### Problème posé 1
Répondez à ces questions sur le passage extrait :
(a) Qui se refusèrent à délivrer les legs ?
(b) Par quoi les dispositions des auteurs furent-elles gravement modifiées ?
(c) À qui la jurisprudence des cours d'appel reconnut-elle la pleine capacité d'accepter et d'exécuter les libéralités ?
### Problème posé 2
Relevez toutes les formes verbales conjuguées au passé simple dans le passage extrait.
### Problème posé 3
Recopiez à l'identique le texte du passage extrait, de « Une violation aussi » à « leur étaient destinées. », s'il vous plaît.

### Passage extrait
- - -
Une violation aussi manifeste des volontés des donateurs devait amener des résistances; voyant les dispositions de leurs auteurs gravement modifiées par les décrets d'autorisation, des héritiers ou des exécuteurs testamentaires se refusèrent à délivrer les legs, et demandèrent qu'ils fussent déclarés nuls pour inexécution des conditions sous lesquelles ils étaient faits: la jurisprudence des cours d'appel, ainsi que nous l'avons vu, leur donna raison, en reconnaissant aux établissements ecclésiastiques la pleine capacité d'accepter et d'exécuter les libéralités qui leur étaient destinées.
- - -
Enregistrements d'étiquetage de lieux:
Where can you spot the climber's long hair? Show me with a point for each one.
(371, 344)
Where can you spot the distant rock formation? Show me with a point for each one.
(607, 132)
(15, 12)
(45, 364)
- - -
### Réponse complète 1
(a) Des héritiers ou des exécuteurs testamentaires.
(b) Par les décrets d'autorisation.
(c) Aux établissements ecclésiastiques.

### Réponse complète 2
se refusèrent
demandèrent
donna

### Réponse complète 3
Une violation aussi manifeste des volontés des donateurs devait amener des résistances; voyant les dispositions de leurs auteurs gravement modifiées par les décrets d'autorisation, des héritiers ou des exécuteurs testamentaires se refusèrent à délivrer les legs, et demandèrent qu'ils fussent déclarés nuls pour inexécution des conditions sous lesquelles ils étaient faits: la jurisprudence des cours d'appel, ainsi que nous l'avons vu, leur donna raison, en reconnaissant aux établissements ecclésiastiques la pleine capacité d'accepter et d'exécuter les libéralités qui leur étaient destinées.